Beginning with the line where "of the black" appears, restate the lines word for word through the last one in the listing.
╭─ Data for the task
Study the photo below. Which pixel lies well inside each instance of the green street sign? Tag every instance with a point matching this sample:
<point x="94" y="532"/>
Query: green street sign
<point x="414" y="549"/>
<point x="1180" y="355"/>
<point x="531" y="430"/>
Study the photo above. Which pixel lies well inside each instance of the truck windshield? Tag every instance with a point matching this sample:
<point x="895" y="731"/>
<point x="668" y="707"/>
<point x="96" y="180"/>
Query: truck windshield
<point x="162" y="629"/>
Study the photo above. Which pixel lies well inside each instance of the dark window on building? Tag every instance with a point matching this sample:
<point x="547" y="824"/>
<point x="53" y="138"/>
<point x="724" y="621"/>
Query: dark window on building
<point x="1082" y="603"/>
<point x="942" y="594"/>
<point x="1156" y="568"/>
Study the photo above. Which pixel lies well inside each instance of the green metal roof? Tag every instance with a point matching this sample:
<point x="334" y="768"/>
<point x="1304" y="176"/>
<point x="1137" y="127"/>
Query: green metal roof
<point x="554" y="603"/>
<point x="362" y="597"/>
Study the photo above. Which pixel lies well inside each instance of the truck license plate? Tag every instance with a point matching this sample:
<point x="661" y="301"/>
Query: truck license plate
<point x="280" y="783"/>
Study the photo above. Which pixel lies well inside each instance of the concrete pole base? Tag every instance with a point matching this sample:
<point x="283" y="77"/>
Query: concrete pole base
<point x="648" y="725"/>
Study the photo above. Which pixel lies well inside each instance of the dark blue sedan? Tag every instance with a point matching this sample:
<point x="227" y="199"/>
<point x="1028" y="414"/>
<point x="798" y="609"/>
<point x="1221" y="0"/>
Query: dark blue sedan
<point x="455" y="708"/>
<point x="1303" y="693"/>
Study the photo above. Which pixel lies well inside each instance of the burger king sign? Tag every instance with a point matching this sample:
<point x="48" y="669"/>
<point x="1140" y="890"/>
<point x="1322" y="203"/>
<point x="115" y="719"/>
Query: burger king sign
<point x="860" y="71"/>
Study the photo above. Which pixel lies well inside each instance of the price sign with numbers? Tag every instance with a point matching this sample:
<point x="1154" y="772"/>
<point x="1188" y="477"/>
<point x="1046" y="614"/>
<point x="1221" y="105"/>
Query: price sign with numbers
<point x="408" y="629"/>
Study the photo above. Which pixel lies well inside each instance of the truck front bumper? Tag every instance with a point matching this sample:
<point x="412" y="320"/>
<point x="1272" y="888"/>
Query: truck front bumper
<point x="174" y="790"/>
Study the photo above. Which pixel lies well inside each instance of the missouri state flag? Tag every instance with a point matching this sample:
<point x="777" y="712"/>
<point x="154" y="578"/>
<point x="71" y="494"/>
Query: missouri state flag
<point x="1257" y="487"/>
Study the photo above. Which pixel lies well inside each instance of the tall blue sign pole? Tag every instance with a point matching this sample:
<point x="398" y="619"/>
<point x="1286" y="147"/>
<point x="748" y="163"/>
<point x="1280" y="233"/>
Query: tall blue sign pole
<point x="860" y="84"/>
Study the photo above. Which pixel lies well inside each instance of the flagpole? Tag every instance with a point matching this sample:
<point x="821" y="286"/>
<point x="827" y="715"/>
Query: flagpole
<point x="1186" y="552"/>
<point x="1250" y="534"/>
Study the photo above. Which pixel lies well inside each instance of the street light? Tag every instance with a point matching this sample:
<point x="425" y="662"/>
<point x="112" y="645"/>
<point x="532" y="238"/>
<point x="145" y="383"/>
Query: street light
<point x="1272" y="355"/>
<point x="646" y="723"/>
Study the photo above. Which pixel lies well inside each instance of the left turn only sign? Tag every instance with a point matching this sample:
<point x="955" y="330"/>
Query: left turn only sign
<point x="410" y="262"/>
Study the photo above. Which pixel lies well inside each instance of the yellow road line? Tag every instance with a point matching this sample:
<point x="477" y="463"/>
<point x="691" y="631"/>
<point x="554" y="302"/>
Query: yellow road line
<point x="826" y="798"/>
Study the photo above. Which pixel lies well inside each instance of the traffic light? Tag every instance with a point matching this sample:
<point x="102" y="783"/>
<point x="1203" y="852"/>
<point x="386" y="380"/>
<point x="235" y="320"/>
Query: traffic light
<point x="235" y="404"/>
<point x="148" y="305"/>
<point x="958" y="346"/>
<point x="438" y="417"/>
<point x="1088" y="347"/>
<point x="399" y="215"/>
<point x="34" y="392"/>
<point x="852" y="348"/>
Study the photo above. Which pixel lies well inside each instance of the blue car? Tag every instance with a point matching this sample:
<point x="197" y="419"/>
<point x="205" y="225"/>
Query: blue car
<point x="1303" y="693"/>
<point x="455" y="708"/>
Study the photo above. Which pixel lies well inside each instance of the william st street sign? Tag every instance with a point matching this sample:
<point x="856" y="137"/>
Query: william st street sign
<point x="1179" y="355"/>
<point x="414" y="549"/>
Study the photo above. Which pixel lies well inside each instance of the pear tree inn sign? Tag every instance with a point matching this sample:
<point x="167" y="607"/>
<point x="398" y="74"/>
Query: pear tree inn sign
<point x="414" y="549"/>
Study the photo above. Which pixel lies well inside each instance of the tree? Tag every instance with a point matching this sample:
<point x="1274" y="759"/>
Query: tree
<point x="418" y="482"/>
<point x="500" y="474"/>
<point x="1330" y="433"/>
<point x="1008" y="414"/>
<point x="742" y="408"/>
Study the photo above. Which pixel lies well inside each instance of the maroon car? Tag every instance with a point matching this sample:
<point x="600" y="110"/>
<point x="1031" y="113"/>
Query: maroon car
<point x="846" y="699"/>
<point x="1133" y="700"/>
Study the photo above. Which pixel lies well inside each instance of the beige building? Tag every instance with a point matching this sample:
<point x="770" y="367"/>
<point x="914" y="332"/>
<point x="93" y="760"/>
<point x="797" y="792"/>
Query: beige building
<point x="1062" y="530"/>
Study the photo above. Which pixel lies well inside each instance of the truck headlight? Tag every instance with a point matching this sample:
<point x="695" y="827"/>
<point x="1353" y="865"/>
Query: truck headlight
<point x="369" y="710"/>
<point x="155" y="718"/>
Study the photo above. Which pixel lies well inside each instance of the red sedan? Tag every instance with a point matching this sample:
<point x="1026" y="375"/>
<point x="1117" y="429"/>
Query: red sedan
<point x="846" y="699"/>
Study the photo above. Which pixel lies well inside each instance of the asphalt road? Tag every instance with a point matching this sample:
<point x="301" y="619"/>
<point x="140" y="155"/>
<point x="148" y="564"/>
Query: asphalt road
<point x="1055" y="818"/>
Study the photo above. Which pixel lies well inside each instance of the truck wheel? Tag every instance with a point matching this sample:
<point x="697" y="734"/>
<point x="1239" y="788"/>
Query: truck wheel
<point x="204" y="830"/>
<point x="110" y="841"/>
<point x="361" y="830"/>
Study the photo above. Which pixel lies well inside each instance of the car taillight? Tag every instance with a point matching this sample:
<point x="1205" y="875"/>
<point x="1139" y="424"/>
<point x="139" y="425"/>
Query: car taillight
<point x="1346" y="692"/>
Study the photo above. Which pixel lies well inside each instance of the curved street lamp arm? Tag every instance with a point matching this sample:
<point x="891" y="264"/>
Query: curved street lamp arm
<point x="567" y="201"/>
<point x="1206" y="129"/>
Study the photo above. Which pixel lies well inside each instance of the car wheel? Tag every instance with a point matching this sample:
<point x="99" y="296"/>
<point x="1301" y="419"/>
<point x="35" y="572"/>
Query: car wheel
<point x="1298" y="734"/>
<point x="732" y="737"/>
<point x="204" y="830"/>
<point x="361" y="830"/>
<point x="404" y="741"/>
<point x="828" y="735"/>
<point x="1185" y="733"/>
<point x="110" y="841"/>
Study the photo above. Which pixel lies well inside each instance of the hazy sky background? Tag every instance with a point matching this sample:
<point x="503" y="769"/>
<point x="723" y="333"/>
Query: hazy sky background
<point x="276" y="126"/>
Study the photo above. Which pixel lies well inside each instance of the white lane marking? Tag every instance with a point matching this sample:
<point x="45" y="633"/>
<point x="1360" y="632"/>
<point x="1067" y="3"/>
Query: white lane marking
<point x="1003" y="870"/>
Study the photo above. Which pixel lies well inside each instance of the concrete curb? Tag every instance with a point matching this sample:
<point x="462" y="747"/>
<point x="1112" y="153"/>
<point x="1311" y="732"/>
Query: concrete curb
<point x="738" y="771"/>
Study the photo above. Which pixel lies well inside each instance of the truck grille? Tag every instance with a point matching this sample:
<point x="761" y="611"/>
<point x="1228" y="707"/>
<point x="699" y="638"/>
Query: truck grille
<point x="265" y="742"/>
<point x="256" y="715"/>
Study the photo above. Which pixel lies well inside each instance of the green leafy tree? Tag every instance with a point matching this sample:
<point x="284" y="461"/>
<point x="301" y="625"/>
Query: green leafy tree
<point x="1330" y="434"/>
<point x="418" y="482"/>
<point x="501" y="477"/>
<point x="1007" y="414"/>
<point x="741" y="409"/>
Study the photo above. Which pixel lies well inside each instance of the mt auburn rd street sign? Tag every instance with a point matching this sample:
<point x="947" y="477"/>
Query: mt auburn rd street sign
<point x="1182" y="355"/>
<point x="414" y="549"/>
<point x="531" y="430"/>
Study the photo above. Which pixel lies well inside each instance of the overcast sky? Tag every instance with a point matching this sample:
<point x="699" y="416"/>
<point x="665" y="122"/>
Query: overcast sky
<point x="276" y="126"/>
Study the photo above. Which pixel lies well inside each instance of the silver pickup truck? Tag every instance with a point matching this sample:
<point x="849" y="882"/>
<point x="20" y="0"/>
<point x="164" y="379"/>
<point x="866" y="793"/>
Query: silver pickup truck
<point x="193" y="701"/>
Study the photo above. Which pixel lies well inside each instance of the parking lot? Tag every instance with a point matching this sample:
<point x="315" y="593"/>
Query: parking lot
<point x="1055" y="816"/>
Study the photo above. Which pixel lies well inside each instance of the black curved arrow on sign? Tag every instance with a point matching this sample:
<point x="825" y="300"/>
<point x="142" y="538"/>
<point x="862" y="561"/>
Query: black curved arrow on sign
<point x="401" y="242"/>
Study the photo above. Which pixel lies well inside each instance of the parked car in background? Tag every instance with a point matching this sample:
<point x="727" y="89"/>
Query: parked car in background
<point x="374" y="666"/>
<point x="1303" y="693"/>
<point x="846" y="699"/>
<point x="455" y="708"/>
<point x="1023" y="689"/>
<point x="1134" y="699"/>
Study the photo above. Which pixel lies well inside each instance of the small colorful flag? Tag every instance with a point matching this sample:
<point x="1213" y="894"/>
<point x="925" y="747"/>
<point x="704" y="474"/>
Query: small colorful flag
╰─
__Finished answer__.
Study the photo above. Which pixel lies well inside each instance of the black curved arrow on sign? Tag every instance with a point matching this sample:
<point x="825" y="300"/>
<point x="142" y="538"/>
<point x="862" y="561"/>
Query: black curved arrow on sign
<point x="401" y="242"/>
Study the photo above. Which pixel lies well inside each instance of the parked car in background? Tag every instance with a point matching this sample:
<point x="727" y="89"/>
Query: parked car in background
<point x="374" y="666"/>
<point x="1303" y="693"/>
<point x="846" y="699"/>
<point x="455" y="708"/>
<point x="1023" y="689"/>
<point x="1134" y="699"/>
Study the photo above. Which pixel lies well inside each instance of the small colorful flag? Tag every instance with a point matching this sample:
<point x="1213" y="894"/>
<point x="925" y="747"/>
<point x="704" y="474"/>
Query: small colorful flag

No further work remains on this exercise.